Instructions:
[1] In the article about Harold Bell and Gary Mays, what nickname do African-Americans of a certain age remember Mays by?
[2] Write the next part of the article about Harold Bell's tribute to Gary Mays, picking up after its final sentence.

Passage to read:
===

Harold Bell’s been trying for years to get attention for folks who never got their fair share.
That’s why Bell, for example, threw a welcome-home party at Bolling Air Force Base in 1999 for Earl Lloyd, the NBA’s first African-American player with the old Washington Capitols. Lloyd was a basketball star at Alexandria’s all-black Parker-Gray High School in the 1940s. He made his NBA debut in 1950. Despite his local roots and pioneer status, Lloyd had received virtually no recognition around here before Bell’s soiree. Lloyd, who retired in 1960, was finally inducted into the Basketball Hall of Fame in 2003.
And in 2009, Bell brought together Dan Droze and Dave Harris, the white passer from Anacostia and black receiver from Cardozo, who combined on the first integrated touchdown pass ever thrown in D.C. schoolboy history. Droze and Harris’ fourth-quarter heroics won the game for the bi-racial D.C. Public Schools’ all-stars over undefeated and all-white St. John’s in the first integrated football game in the city’s history, the 1954 City Championship at Griffith Stadium.
Bell’s latest efforts to herald the underheralded have led him to put together a Black History Month tribute to Gary Mays on Monday at Ben’s Chili Bowl. Mays was a multi-sport star at all-black Armstrong High and a local playground legend despite having lost his left arm in a childhood gun accident. Among African-Americans of a certain age, he’s remembered as the One-Armed Bandit, the guy who shut down Elgin Baylor as Armstrong won the 1954 city basketball title. That was the last segregated hoops competition in D.C., months before the integration of the city’s schools and playing fields.
During his days at Armstrong, Mays was also the best baseball player in the city—of any color. As a catcher, he threw out every runner who tried to steal a base on him, catching and throwing with the same right arm, and he has the vintage newspaper clippings to prove it. After high school Mays joined Baylor, a future NBA Hall of Famer, and Dunbar’s Warren Williams on the basketball team at the College of Idaho. The trio turned an unknown program into what Sports Illustrated in 1955 termed a “powerhouse.” Their Western migration came at the beginning of a wholesale exodus of local black basketball talent to colleges across the country. (Full disclosure: Mays is a personal hero and friend of mine.)
Everybody around here, and everywhere, should know about Gary Mays. But in Mays’ day, major media outlets only covered the white schools. Ebony and Jet, a pair of national magazines aimed at a black audience, gave Mays more ink than The Washington Post ever did.
Bell, 71, knows how wrong that is.
“Gary’s story should’ve been a movie a long time ago,” Bell says. “I was there, watching him in high school and on the playgrounds. And when he’d flip that ball up in the air and take his glove off and throw out runners. I had a chance to see him do it all. I want him to get some attention.”

===

Excerpted records:
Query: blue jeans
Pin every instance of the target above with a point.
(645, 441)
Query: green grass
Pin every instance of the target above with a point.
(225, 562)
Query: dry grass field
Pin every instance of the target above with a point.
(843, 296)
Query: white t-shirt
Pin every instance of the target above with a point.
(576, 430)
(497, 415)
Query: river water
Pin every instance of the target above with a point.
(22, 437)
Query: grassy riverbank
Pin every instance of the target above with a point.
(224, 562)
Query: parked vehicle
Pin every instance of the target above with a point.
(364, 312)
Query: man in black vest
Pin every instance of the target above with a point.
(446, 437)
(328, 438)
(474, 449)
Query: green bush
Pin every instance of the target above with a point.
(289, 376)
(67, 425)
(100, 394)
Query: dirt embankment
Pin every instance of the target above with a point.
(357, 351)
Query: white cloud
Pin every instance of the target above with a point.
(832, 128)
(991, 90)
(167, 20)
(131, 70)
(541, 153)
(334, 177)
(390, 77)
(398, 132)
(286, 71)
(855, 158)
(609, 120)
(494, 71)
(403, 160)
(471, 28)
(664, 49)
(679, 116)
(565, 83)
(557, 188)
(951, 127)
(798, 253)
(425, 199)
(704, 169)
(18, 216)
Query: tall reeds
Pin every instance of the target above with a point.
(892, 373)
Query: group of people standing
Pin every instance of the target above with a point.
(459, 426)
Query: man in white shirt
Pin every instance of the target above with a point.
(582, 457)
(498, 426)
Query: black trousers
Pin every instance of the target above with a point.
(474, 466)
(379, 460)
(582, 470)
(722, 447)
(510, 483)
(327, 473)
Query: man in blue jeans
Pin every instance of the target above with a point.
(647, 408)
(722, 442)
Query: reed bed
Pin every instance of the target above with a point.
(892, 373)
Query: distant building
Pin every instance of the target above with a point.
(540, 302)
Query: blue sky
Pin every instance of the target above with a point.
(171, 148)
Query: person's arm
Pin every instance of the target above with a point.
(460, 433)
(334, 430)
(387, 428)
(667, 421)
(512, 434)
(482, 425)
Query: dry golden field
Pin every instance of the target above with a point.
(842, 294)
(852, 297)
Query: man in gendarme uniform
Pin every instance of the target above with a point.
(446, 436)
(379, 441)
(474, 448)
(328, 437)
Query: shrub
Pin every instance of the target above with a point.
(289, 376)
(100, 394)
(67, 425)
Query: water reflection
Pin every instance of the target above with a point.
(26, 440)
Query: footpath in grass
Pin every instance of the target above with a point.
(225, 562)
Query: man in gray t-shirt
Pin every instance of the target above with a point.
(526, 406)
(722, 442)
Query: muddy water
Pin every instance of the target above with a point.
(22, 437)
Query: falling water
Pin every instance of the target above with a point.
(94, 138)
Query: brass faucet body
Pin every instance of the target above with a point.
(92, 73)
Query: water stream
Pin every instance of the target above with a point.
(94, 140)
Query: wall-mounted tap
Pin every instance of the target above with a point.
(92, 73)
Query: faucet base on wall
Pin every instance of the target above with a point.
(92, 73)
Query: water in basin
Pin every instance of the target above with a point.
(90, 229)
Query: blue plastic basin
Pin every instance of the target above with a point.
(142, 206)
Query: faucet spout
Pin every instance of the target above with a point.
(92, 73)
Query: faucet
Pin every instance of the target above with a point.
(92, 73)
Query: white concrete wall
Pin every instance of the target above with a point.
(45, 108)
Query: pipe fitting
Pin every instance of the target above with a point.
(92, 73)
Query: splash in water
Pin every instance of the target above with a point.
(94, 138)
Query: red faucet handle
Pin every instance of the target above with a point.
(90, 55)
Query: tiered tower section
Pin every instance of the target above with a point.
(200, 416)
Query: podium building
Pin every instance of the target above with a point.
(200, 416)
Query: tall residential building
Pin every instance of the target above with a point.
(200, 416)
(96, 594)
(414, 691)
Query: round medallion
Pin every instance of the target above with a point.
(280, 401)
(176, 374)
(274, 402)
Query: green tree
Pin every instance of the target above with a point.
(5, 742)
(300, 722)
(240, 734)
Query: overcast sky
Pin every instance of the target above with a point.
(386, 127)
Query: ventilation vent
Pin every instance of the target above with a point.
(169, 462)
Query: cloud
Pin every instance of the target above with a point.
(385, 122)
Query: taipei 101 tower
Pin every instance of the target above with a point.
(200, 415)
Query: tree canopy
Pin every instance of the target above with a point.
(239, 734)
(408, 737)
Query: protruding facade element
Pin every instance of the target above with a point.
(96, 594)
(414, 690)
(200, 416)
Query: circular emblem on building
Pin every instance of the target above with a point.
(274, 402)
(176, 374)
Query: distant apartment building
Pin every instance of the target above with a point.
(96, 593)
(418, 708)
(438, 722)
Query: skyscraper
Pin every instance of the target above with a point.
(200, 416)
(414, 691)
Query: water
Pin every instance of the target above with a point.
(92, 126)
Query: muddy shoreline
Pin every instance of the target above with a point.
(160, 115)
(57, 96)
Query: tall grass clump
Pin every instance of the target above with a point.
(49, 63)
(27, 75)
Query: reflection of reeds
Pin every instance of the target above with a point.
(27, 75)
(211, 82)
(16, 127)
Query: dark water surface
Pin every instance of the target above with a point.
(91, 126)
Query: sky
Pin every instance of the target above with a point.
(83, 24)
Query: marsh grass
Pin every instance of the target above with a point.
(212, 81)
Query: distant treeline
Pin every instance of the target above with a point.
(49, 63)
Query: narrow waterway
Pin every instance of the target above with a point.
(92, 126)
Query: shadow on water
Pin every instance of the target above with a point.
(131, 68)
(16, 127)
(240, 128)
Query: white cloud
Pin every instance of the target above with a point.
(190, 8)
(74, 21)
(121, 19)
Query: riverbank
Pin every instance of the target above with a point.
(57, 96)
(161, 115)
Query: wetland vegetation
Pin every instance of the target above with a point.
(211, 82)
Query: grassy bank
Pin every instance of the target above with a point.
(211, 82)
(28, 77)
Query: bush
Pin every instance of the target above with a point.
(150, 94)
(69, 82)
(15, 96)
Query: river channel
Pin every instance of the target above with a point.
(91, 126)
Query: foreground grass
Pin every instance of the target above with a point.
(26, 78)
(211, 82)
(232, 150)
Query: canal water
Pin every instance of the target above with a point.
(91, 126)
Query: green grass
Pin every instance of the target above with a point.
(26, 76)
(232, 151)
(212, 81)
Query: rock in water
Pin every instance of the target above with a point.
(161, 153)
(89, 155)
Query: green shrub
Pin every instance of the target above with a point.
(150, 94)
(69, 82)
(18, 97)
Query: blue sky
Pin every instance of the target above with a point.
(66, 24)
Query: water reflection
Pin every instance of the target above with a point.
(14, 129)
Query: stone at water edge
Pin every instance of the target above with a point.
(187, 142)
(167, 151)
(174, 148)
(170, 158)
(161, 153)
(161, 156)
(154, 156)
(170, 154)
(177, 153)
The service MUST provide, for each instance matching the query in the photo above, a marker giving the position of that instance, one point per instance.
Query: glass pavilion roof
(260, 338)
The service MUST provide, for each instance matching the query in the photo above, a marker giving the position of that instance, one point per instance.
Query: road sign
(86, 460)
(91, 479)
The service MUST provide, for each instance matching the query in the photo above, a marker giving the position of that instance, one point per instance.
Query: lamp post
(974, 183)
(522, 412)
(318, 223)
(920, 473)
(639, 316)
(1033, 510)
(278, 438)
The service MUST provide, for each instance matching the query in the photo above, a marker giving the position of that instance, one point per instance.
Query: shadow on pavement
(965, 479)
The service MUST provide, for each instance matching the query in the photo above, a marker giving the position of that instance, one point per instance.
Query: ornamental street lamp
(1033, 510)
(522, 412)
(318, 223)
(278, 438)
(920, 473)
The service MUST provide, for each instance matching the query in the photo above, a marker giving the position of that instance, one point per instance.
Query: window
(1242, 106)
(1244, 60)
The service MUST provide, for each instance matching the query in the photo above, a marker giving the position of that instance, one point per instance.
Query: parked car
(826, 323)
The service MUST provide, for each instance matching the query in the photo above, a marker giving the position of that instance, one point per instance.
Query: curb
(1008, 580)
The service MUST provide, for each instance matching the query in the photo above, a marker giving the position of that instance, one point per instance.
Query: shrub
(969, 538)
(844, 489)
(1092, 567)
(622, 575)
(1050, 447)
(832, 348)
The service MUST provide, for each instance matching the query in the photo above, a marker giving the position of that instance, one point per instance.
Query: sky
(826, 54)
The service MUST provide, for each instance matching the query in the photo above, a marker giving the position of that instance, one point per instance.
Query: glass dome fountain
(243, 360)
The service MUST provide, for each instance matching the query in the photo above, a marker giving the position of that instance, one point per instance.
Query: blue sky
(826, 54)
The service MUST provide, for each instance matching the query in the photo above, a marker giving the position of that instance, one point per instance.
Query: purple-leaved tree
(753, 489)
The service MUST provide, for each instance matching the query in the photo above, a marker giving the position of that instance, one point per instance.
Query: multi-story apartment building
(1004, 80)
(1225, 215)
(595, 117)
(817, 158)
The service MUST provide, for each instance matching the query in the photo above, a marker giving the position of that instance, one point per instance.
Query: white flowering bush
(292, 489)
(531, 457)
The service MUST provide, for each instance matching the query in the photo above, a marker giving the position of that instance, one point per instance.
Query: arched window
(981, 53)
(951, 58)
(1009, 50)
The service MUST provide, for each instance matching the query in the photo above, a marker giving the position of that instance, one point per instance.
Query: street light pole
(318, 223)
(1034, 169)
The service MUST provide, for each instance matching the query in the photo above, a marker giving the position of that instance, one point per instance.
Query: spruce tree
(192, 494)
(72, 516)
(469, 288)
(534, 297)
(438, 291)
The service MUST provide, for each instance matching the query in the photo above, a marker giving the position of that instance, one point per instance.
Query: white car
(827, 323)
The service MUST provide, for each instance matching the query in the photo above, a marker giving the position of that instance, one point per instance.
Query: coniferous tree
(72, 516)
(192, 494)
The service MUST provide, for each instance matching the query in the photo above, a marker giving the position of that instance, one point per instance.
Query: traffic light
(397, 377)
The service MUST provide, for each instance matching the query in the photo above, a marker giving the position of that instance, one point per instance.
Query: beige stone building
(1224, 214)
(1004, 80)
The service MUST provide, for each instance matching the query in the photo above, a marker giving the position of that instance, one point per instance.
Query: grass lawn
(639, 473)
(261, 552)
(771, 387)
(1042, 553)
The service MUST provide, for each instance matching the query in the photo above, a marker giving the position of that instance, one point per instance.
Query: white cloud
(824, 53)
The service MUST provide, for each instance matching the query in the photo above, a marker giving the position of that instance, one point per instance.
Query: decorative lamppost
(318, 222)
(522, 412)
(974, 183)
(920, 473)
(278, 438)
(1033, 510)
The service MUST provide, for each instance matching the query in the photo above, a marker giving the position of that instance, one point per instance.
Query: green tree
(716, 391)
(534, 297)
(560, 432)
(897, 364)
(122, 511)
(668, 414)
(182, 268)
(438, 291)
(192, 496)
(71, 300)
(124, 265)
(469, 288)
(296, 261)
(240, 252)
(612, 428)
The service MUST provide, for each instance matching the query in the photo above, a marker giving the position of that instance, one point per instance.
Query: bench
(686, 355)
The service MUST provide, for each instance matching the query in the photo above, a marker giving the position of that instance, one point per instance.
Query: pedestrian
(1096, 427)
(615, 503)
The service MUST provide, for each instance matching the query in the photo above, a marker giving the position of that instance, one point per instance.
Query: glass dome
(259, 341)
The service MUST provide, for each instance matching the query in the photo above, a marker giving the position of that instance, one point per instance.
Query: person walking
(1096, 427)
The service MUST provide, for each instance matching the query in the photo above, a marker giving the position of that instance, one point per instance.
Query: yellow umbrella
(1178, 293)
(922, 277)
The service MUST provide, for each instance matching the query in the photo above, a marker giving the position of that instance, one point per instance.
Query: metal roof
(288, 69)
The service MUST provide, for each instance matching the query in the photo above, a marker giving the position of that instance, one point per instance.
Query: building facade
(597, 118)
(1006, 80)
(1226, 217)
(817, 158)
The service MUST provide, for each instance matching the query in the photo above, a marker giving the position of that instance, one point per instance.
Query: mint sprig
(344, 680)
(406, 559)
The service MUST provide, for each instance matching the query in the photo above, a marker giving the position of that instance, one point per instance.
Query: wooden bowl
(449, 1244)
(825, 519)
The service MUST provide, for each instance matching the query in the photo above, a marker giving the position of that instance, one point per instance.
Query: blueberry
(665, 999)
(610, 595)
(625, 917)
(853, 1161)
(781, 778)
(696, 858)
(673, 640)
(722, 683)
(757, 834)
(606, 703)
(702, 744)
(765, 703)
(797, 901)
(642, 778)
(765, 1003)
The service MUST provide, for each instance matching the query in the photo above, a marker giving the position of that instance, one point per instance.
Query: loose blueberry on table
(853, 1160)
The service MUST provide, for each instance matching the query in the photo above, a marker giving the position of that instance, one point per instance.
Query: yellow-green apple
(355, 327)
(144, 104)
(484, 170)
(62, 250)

===

Final results:
[1] The One-Armed Bandit.

[2]
Bell’s own story should be better known, too. A sixth-generation Washingtonian, he caddied as a teenager at Burning Tree Country Club in Bethesda. There, he began a friendship with club member Richard Nixon. Bell once told me the future president “was the first white man that ever acted like he cared about me.”
After a brief stint playing football at Winston-Salem State University in North Carolina, Bell came home and joined the D.C. Department of Parks and Recreation as a “roving leader” at city playgrounds. In that capacity, he walked the streets during the 1968 riots with Green Bay Packer veteran (and NFL Hall of Famer) Willie Wood.
“I remember being at the corner of 9th and U with Willie and we heard Martin Luther King was shot,” says Bell. “And he looked at me and said, ‘Man, it’s gonna be hell!’ And it was! I got called in by [a D.C. police official] who said, ‘Harold, I need you! Take this badge and you can get through the police lines!’ I said ‘I need a gun and a vest, too!’ He told me to get out.”
Nobody knows more about D.C. sports than Harold Bell. As a youngster in the mid-1950s, he hung around the Kelly Miller playground. He got to see Baylor, Willie Jones, and, for a short time, Wilt Chamberlain showcase their games there.
In the late 1960s, via his Nixon ties, Bell was appointed to the President’s Council on Physical Fitness and Sports. He ran recreation centers and mentoring programs for troubled youth at area military installations. He recruited Redskins, including Over the Hill Gangsters Roy Jefferson, Larry Brown, and Harold McClinton, to mentor kids.
Bell’s reputation was such that Petey Greene, the coolest cat this town ever produced, began putting Bell on his WOL radio show in 1969 for sports segments. A few years later, Bell got his own show, Inside Sports, making him the city’s first black sports talk host. The show ran for decades on WOL and WOOK. In 1975, he became the first black TV sports host in the market by producing a show on Muhammad Ali that aired on WRC-TV.
But for all his longevity and pioneering status, Bell’s renown remains as limited as that of the local athletes for whom he organizes tributes.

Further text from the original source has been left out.